-- begin --

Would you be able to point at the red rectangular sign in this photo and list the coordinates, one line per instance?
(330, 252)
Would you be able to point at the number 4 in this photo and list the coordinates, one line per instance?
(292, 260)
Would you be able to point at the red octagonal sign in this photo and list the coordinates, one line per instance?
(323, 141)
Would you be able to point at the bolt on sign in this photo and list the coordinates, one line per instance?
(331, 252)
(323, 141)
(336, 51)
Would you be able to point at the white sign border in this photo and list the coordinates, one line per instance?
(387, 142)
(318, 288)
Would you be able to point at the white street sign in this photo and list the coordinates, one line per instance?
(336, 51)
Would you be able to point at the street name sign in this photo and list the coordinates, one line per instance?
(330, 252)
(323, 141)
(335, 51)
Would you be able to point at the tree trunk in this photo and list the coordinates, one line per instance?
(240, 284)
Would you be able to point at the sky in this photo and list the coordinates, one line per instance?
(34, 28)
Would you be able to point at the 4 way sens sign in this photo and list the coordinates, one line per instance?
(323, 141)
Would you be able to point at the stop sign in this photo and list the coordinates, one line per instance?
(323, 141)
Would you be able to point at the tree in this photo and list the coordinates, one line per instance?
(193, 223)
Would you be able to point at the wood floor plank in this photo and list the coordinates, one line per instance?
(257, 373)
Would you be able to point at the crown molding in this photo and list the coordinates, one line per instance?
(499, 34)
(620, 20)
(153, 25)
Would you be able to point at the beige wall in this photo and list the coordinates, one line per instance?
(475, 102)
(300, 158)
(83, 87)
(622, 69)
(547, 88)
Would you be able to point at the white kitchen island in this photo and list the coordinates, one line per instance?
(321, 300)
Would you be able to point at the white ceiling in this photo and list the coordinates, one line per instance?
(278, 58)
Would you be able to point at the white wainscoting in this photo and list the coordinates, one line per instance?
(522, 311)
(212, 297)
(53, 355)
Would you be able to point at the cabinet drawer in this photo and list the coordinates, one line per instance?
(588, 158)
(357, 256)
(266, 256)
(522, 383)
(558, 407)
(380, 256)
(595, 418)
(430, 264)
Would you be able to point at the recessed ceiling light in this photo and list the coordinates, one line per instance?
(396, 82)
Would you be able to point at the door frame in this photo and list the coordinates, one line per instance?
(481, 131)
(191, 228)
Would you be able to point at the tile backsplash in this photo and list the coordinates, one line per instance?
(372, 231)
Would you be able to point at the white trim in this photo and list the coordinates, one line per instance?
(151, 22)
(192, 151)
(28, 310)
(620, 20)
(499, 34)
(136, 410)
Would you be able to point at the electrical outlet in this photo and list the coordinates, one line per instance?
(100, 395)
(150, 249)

-- end --

What is needed: Repeat every record, keeping each word and mark exactly as it is.

Expected answer:
Would you be able to point at the red rectangular sign in this photo and list the coordinates, one line per instance?
(330, 252)
Would you be able to point at the number 4 in this photo and list the coordinates, one line per instance?
(292, 260)
Would you be able to point at the red octagonal sign in this photo and list the coordinates, one line per instance?
(323, 141)
Would you be able to point at the bolt on sign in this photo and list the coordinates, one line per instance?
(331, 252)
(323, 141)
(336, 51)
Would you be able to point at the white sign border in this photo and list the coordinates, one line per instance?
(387, 142)
(318, 288)
Would you be able to point at the white street sign in this photo and list the coordinates, one line per instance?
(336, 51)
Would you be able to point at the street name sign in this photo and list the coordinates, one line per instance?
(330, 252)
(323, 141)
(335, 51)
Would you be able to point at the tree trunk in this photo and list the coordinates, one line per instance?
(240, 284)
Would you be able to point at the sky in this photo and list the coordinates, one line per instance?
(34, 28)
Would you be able to point at the 4 way sens sign in this photo and list the coordinates, one line per instance?
(323, 141)
Would you be able to point at the stop sign in this photo and list the coordinates, one line per instance?
(323, 141)
Would you be able to point at the tree in this photo and list the coordinates, one line per instance?
(193, 223)
Would you be able to point at the wood floor plank in this photo and list the coordinates, one line per instance?
(257, 373)
Would you be able to point at the crown molding in this photo and list the coordinates, one line per instance?
(499, 34)
(620, 20)
(153, 25)
Would you be able to point at the beige wall in this photo and list the coordinates, one line per instance?
(475, 102)
(300, 158)
(83, 87)
(622, 69)
(547, 88)
Would you be able to point at the white kitchen island in this photo and list the coordinates, one line per instance?
(321, 300)
Would you be able to point at the white ceiling in this photo and list the coordinates, one line per instance?
(278, 58)
Would you be able to point at the white wainscoting in this photo and list the coordinates, one line per instance?
(522, 311)
(212, 297)
(53, 355)
Would you be able to point at the cabinet drawer in this photo and list the coordinates, one line per instance?
(588, 158)
(357, 256)
(266, 256)
(522, 383)
(558, 407)
(380, 256)
(595, 418)
(430, 264)
Would you be able to point at the recessed ceiling light in this photo and list the coordinates, one line per instance?
(396, 82)
Would you be able to point at the door frame in this photo and list the coordinates, one line per instance?
(481, 131)
(191, 228)
Would you be able to point at the tile backsplash in this photo and list the coordinates, one line per instance?
(372, 231)
Would you be able to point at the white trim in this photo and list the coordinates, one line per instance?
(151, 22)
(192, 151)
(28, 310)
(620, 20)
(499, 34)
(136, 410)
Would you be able to point at the electrical outlet in this photo and list the coordinates, one line per instance?
(100, 395)
(150, 249)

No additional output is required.